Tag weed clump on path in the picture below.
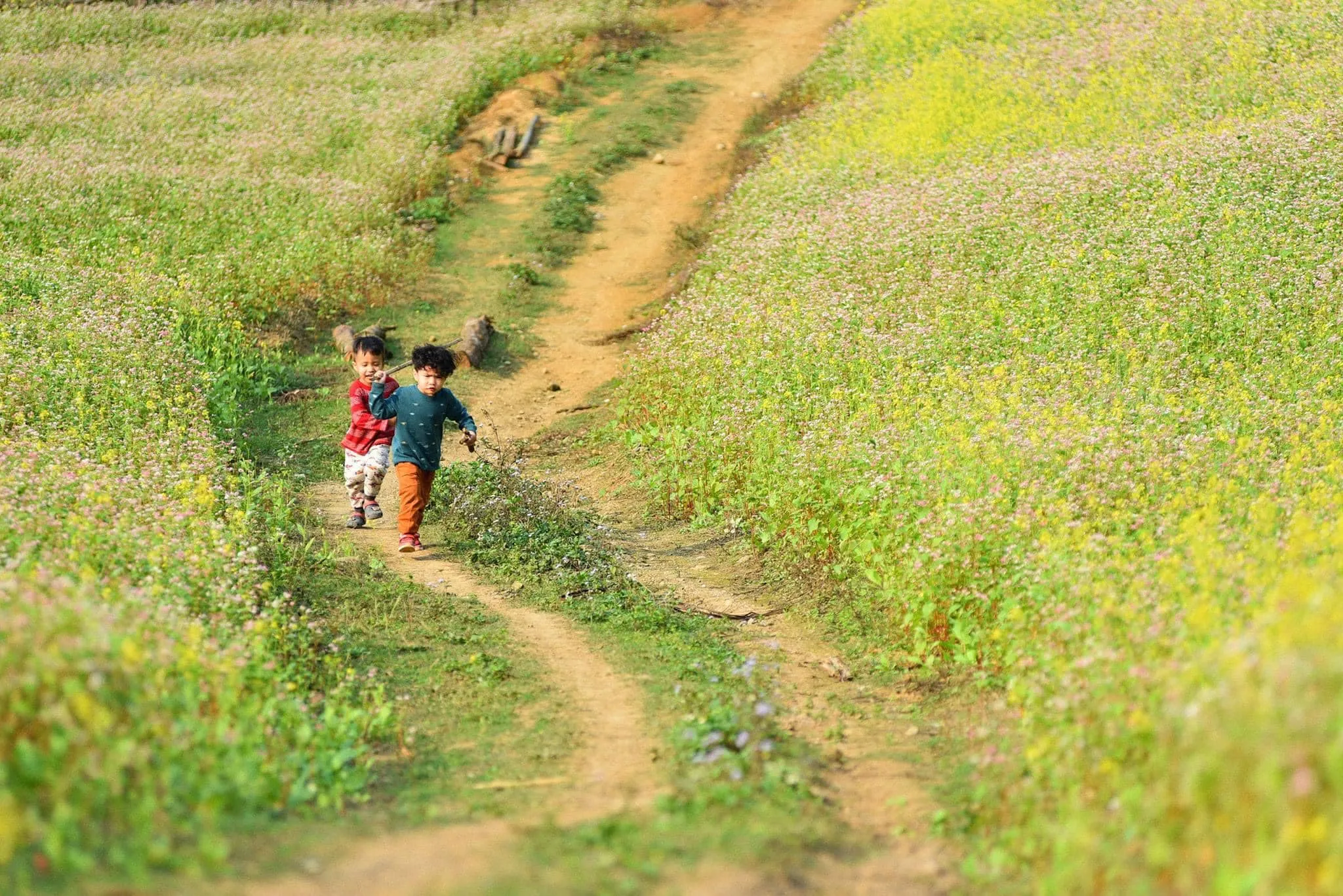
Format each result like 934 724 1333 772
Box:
427 461 834 892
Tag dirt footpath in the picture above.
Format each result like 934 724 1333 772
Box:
471 0 852 438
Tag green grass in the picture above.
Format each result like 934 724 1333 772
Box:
427 451 845 893
0 1 641 889
623 0 1343 893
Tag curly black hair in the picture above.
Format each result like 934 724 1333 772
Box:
411 345 456 379
349 336 387 357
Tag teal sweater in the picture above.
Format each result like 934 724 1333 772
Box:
368 383 475 470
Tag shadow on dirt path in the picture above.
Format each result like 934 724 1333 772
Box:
550 456 957 896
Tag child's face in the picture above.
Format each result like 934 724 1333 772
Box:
355 352 383 385
415 367 443 395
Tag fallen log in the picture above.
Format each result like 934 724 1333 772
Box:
332 324 396 361
359 324 396 341
672 603 783 622
332 324 355 361
511 114 541 159
456 315 494 368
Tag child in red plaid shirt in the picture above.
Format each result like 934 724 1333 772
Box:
341 336 396 529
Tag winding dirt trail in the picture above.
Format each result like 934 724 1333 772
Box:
254 0 952 896
456 0 852 438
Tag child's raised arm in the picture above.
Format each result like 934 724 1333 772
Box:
368 371 401 420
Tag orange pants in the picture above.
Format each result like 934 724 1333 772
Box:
396 461 438 535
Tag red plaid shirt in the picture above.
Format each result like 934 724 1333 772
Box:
340 376 396 454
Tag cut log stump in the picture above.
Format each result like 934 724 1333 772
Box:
456 315 494 368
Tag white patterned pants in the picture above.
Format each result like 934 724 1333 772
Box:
345 444 392 509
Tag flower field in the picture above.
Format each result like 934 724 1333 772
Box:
623 0 1343 893
0 0 620 892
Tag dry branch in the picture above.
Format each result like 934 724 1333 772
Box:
513 115 541 159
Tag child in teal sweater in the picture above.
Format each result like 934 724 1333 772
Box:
368 345 475 553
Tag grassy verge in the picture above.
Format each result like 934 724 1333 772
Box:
624 0 1343 892
430 451 841 893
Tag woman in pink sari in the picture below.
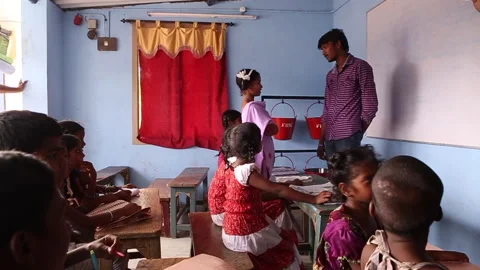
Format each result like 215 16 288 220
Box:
236 69 298 244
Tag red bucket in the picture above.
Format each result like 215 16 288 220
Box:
270 101 297 140
305 101 322 140
304 155 328 178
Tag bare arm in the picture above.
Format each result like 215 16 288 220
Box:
66 198 140 230
264 123 278 136
248 171 331 204
360 245 377 269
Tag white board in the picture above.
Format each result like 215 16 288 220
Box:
367 0 480 148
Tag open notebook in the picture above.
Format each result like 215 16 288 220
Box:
87 200 151 231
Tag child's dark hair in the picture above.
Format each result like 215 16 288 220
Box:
0 111 62 153
217 127 233 164
0 151 56 246
58 120 85 135
222 122 262 164
327 144 380 199
372 156 443 236
318 28 350 53
236 68 260 94
62 134 82 152
222 110 242 129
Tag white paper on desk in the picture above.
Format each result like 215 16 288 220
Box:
290 183 333 195
272 170 300 176
273 175 312 183
272 167 294 172
122 188 140 197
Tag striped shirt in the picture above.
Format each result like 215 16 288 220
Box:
322 54 378 141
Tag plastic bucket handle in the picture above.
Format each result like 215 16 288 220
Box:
275 154 295 169
305 100 324 118
270 101 297 118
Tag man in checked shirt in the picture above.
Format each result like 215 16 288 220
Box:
317 29 378 159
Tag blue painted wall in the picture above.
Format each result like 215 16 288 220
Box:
63 0 333 187
21 0 64 118
333 0 480 264
47 1 65 119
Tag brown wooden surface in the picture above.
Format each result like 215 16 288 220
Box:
95 188 162 240
442 263 480 270
148 178 173 237
188 212 253 270
148 178 174 201
168 167 208 187
97 166 130 184
137 258 188 270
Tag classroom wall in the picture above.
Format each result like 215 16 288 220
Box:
333 0 480 264
47 1 64 118
21 0 64 118
63 0 332 187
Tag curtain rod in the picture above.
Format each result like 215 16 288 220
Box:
120 19 235 26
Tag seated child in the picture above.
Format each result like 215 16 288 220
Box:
314 145 380 269
0 111 134 269
58 120 136 197
218 110 242 167
0 111 140 232
208 128 232 227
222 123 331 270
0 151 125 270
362 156 447 270
62 134 131 213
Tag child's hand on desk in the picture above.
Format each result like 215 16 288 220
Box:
122 184 137 188
117 203 142 217
288 179 303 186
114 190 132 202
315 191 332 204
86 235 122 260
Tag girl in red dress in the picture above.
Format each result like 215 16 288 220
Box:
222 123 331 270
208 110 242 227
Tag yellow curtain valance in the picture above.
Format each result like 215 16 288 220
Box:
135 21 227 60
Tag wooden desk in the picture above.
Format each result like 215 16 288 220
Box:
168 167 209 238
97 166 130 185
137 258 189 270
288 174 340 262
95 188 162 270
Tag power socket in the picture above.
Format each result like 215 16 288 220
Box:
88 19 97 29
97 37 118 52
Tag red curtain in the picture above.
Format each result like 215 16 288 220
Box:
138 50 228 150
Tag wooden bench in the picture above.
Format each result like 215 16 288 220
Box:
167 167 209 238
95 188 162 270
148 178 177 237
188 212 253 270
136 258 189 270
97 166 130 185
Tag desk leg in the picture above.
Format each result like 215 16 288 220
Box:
203 177 208 211
170 188 177 238
160 200 172 238
308 219 316 263
186 188 197 213
313 215 329 264
139 236 162 259
98 259 113 270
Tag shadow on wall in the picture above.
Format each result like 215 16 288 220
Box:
429 216 480 265
380 30 418 155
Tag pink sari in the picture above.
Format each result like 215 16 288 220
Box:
242 101 298 245
242 101 275 179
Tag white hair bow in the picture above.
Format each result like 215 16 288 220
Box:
237 69 253 81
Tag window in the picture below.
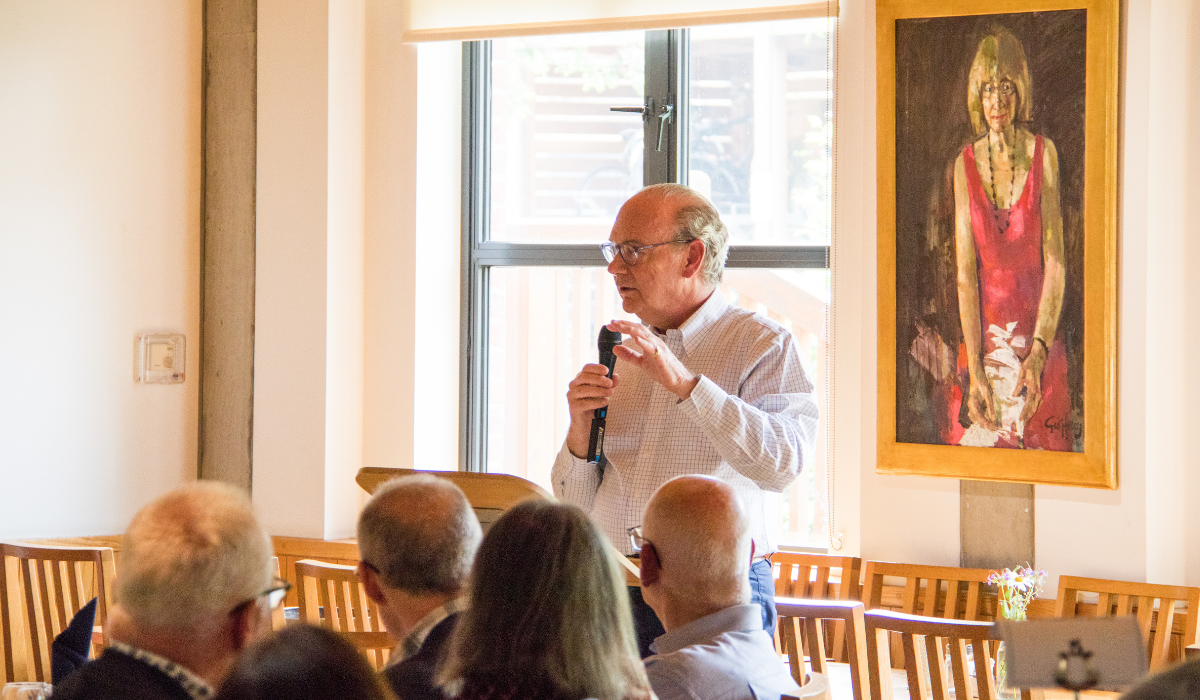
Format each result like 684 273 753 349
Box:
462 18 832 545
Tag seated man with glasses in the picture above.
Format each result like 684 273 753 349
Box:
359 474 482 700
54 481 278 700
630 477 799 700
551 185 818 656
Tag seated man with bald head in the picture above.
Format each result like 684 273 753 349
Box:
54 481 278 700
359 474 482 700
635 475 799 700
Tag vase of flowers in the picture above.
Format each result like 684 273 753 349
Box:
988 562 1046 700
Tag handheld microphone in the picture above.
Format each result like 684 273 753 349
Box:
588 328 620 465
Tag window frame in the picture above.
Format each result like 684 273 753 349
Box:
458 29 832 473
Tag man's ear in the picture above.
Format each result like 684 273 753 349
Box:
229 598 271 652
358 562 386 605
683 239 704 277
638 543 662 587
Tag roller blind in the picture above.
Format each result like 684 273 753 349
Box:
403 0 838 42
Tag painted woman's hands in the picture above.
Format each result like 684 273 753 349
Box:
1013 341 1046 425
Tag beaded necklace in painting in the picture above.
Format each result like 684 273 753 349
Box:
988 133 1016 233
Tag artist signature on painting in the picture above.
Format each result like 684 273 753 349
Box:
1044 415 1084 439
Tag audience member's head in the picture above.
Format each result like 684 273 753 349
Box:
439 501 649 700
214 624 395 700
359 474 482 641
641 475 751 632
110 481 274 682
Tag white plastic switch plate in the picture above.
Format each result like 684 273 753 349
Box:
137 333 186 384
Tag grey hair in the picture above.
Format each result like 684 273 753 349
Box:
115 481 275 634
638 183 730 287
643 475 751 608
359 474 484 593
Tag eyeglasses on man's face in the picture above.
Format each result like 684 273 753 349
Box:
625 525 646 554
234 576 292 610
600 238 696 268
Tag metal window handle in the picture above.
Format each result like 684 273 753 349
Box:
658 104 674 152
608 100 674 152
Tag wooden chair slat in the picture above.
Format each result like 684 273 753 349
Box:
864 610 995 700
971 639 996 700
0 542 115 682
900 634 926 698
913 579 940 617
775 598 873 700
46 561 69 640
925 636 950 700
294 560 396 670
803 617 829 675
1150 598 1175 669
1056 576 1200 671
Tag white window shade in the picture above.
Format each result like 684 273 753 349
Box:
404 0 838 42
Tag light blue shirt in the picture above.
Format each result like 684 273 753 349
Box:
646 603 800 700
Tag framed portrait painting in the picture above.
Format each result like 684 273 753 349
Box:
876 0 1118 489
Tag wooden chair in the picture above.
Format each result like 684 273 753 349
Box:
770 551 863 663
0 543 116 683
295 560 396 671
863 562 995 620
863 561 995 669
770 551 863 600
1055 576 1200 672
775 598 870 700
864 610 996 700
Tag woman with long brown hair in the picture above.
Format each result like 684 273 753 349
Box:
438 501 650 700
952 29 1074 450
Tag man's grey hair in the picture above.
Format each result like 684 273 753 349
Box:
641 183 730 287
359 474 484 593
115 481 275 634
643 474 751 608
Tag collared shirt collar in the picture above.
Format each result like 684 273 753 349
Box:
650 603 762 654
660 288 730 354
108 640 212 700
388 597 467 666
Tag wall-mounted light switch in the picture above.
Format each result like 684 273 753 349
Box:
137 333 186 384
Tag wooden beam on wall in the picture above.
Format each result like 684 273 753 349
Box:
199 0 258 490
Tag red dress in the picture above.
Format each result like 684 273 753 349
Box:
948 136 1075 451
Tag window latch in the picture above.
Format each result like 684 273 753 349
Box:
658 104 674 152
608 100 674 152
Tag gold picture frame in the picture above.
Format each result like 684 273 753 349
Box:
876 0 1120 489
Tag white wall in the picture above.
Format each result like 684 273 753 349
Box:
0 0 202 538
835 0 1200 592
253 0 366 539
362 0 462 469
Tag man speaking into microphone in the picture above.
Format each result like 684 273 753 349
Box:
551 184 818 657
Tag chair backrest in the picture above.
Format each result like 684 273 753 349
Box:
864 610 996 700
775 598 869 700
770 551 863 600
863 562 995 620
1055 576 1200 671
296 560 396 671
0 543 116 683
770 551 863 663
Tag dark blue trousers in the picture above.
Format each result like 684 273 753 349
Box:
629 561 778 659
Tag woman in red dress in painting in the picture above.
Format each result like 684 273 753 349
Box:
949 29 1074 451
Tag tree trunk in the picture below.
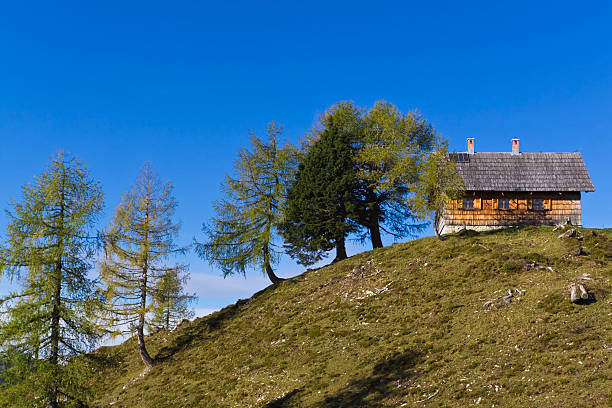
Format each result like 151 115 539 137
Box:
48 261 62 408
333 236 347 262
434 211 446 241
266 262 284 285
369 217 383 249
138 268 153 367
263 245 284 285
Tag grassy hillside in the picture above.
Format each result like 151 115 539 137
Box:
85 227 612 408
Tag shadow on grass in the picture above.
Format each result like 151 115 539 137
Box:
317 350 420 408
155 280 292 362
265 351 420 408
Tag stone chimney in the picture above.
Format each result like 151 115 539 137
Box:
468 137 474 154
512 139 520 154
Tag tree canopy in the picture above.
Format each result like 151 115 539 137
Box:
195 122 297 283
0 152 103 407
280 103 359 265
100 163 187 367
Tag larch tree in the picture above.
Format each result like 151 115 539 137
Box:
410 138 464 239
280 103 360 265
356 101 438 244
195 122 298 284
149 268 196 330
0 152 103 408
100 163 186 367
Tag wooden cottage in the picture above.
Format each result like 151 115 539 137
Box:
437 139 595 234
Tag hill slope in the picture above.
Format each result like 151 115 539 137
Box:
86 227 612 408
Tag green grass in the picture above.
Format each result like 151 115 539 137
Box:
82 227 612 408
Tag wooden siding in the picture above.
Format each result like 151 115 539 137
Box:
440 191 582 227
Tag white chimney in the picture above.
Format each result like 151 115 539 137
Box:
512 139 520 154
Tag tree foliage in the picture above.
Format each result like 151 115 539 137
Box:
100 163 187 366
280 103 359 265
149 269 196 330
412 138 464 238
356 101 438 246
195 122 297 283
0 152 103 407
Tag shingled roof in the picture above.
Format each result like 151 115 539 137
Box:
451 152 595 191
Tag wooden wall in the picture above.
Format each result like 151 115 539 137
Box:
440 191 582 232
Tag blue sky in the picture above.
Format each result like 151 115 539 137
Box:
0 1 612 314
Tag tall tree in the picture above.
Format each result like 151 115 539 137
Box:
100 163 186 367
195 122 297 284
150 269 196 330
356 101 436 248
280 103 359 265
411 138 464 239
0 152 103 407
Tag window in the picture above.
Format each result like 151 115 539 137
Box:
531 198 544 211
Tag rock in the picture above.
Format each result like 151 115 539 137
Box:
578 285 589 300
559 228 576 239
570 283 589 303
570 284 580 303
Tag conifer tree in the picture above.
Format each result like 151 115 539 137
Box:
100 163 186 367
411 138 464 239
0 152 103 408
356 101 437 248
149 268 196 330
280 103 360 265
196 122 297 284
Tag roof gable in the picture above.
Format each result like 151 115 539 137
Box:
450 152 595 191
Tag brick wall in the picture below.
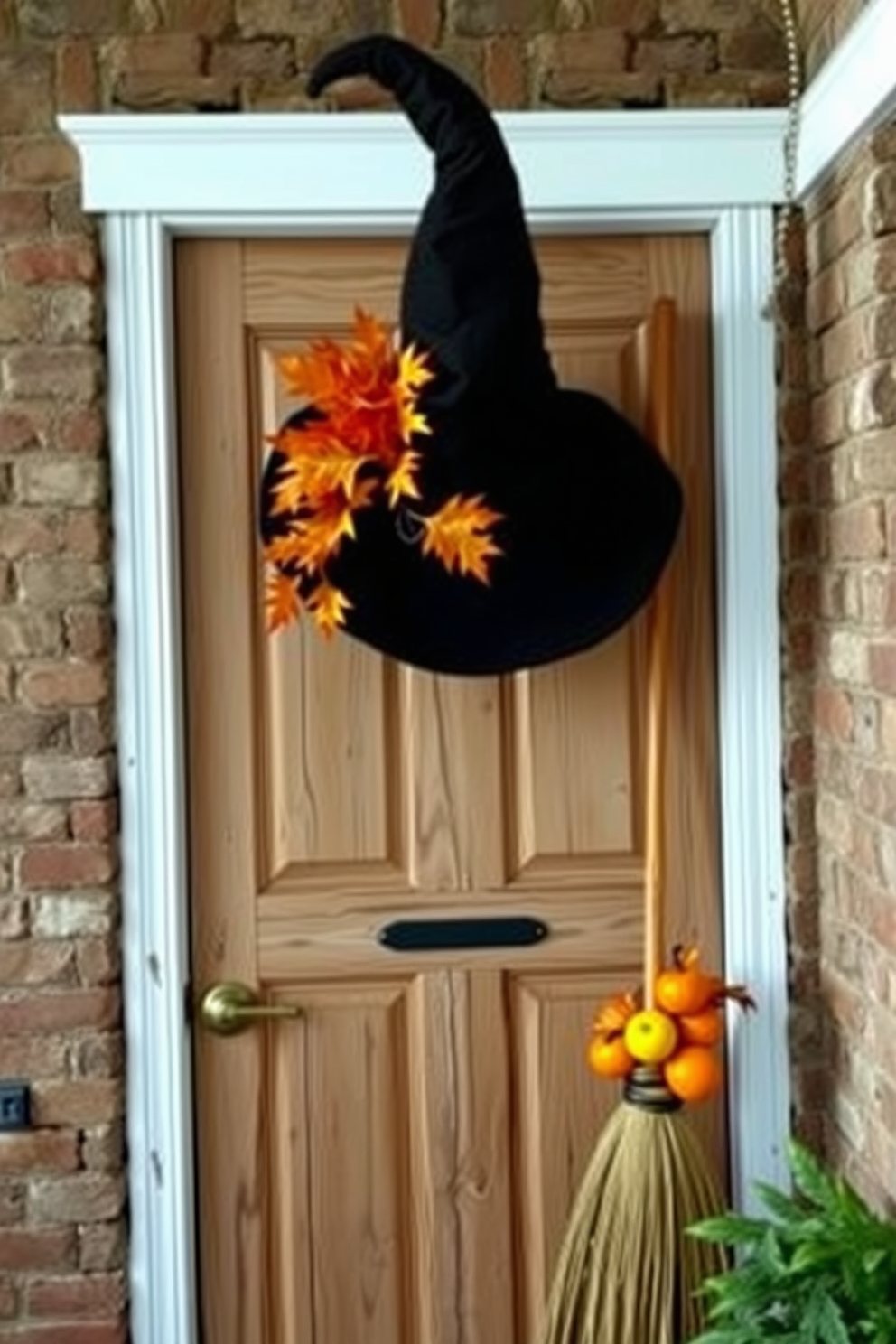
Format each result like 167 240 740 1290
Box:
- - - - - - -
> **WHAT IS EXPECTED**:
Turn the rows above, from the line containing "Tag classroom wall in the picture above." through the line containing "208 110 242 227", into a JSON list of strings with one string per line and blank lines omitted.

> **FINAL ANSWER**:
[
  "Tag classroom wall in the picture above.",
  "Format each result like 215 16 288 220",
  "Box:",
  "333 0 480 264",
  "47 1 64 118",
  "21 0 64 118",
  "63 0 332 187",
  "Tag curtain rod in the picture above.",
  "Format each result like 215 16 288 220",
  "Box:",
  "120 19 235 26",
  "Tag seated child in the picture above.",
  "Format each result like 215 16 288 220",
  "Box:",
  "314 145 380 269",
  "0 111 134 269",
  "58 120 136 197",
  "218 110 242 167",
  "0 111 140 232",
  "208 128 232 227",
  "222 123 331 270",
  "0 151 125 270",
  "362 156 447 270",
  "62 134 131 213",
  "Tag child's hand on desk in the picture above.",
  "Format each result like 215 16 288 220",
  "Box:",
  "122 184 137 188",
  "117 203 142 217",
  "288 179 303 186",
  "114 190 132 202",
  "315 191 332 204",
  "86 235 122 260",
  "Tag girl in red dress in the picture above.",
  "Format each result like 215 16 288 220",
  "Box:",
  "222 123 331 270",
  "208 110 242 227"
]